## [YOUR OBJECTIVE]
Rewrite the stretch of lines from the start of the records through the line containing "[353,218,386,267]", swapping "Crowdworker" for "Annotator" and keeping everything else the same.

*** DATA ROWS

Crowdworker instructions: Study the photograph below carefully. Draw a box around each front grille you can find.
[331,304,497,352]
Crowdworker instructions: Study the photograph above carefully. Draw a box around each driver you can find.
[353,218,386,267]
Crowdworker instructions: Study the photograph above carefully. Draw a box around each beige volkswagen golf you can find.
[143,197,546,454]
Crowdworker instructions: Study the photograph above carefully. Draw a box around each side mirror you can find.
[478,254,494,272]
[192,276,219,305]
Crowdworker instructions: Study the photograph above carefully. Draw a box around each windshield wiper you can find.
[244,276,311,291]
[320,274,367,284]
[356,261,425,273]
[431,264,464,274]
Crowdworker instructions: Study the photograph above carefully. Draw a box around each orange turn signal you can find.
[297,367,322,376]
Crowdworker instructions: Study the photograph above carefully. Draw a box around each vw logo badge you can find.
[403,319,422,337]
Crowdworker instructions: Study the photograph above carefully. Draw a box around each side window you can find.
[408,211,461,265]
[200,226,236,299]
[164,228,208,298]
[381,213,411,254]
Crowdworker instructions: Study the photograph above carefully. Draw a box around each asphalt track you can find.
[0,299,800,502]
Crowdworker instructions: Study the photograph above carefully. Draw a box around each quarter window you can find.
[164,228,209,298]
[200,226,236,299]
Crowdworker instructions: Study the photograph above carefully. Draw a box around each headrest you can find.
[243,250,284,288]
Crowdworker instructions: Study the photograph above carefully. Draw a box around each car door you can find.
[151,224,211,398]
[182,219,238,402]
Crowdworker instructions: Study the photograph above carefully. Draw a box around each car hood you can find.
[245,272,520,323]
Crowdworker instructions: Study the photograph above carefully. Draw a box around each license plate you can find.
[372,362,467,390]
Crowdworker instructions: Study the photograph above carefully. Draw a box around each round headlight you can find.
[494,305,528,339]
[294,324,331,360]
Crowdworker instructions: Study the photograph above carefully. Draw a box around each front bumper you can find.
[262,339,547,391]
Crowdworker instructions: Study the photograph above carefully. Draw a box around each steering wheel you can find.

******

## [TASK RESULT]
Annotator instructions: Study the photograph below carefully. Draw a box around each front grille you can find.
[331,304,497,352]
Annotator instructions: Study the photograph above carefully. Draw a box around each driver you can find.
[353,218,386,267]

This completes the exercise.